Exercise instructions:
From the data below, collect every line that contains the word "front" and copy each one unchanged.

Exercise inputs:
-*-*-

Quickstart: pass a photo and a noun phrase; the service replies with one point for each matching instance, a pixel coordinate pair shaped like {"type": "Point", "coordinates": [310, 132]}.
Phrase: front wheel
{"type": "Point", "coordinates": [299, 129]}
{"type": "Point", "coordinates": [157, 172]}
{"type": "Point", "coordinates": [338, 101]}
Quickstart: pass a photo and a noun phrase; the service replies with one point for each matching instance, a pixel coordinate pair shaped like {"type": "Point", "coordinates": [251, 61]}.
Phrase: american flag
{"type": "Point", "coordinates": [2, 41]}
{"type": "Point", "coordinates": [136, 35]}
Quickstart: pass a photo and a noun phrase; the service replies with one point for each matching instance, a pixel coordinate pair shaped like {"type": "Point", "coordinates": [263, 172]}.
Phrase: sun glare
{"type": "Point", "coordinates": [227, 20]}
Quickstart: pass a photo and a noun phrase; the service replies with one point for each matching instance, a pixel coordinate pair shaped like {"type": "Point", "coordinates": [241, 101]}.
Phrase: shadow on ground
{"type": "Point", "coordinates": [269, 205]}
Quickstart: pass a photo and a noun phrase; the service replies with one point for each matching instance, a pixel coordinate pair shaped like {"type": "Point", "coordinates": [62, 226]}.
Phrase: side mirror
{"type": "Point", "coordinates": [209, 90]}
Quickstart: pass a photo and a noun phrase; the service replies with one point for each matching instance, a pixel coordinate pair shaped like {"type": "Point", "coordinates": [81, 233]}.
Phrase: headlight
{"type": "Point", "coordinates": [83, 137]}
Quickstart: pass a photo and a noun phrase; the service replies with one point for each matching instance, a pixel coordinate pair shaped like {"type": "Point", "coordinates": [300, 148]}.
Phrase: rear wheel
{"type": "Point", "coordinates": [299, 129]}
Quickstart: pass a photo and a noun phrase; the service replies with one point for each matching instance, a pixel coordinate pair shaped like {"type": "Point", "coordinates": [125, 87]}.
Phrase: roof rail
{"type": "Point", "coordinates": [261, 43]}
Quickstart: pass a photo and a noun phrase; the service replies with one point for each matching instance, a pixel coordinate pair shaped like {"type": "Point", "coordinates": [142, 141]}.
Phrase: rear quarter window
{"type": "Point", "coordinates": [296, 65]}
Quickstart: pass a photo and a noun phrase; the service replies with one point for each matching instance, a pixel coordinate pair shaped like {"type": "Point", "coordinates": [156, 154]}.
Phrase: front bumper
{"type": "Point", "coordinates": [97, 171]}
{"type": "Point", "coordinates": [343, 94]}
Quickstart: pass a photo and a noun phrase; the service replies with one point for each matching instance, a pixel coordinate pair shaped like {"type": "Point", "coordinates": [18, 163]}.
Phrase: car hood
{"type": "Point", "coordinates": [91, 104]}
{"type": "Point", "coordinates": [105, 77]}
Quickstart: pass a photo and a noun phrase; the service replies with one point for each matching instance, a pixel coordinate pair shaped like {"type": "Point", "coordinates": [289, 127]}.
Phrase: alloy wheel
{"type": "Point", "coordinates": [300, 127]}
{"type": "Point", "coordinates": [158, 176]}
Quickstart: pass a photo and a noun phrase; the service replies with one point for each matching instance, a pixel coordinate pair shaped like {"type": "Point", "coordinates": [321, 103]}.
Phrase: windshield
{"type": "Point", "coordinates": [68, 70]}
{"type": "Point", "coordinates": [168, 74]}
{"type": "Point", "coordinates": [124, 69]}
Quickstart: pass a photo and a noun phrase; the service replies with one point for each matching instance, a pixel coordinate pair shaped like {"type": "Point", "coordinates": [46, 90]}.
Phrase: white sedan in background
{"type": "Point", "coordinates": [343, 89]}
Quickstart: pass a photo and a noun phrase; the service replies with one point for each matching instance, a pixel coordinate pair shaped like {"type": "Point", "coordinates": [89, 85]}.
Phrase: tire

-*-*-

The result:
Phrase: front wheel
Phrase: front bumper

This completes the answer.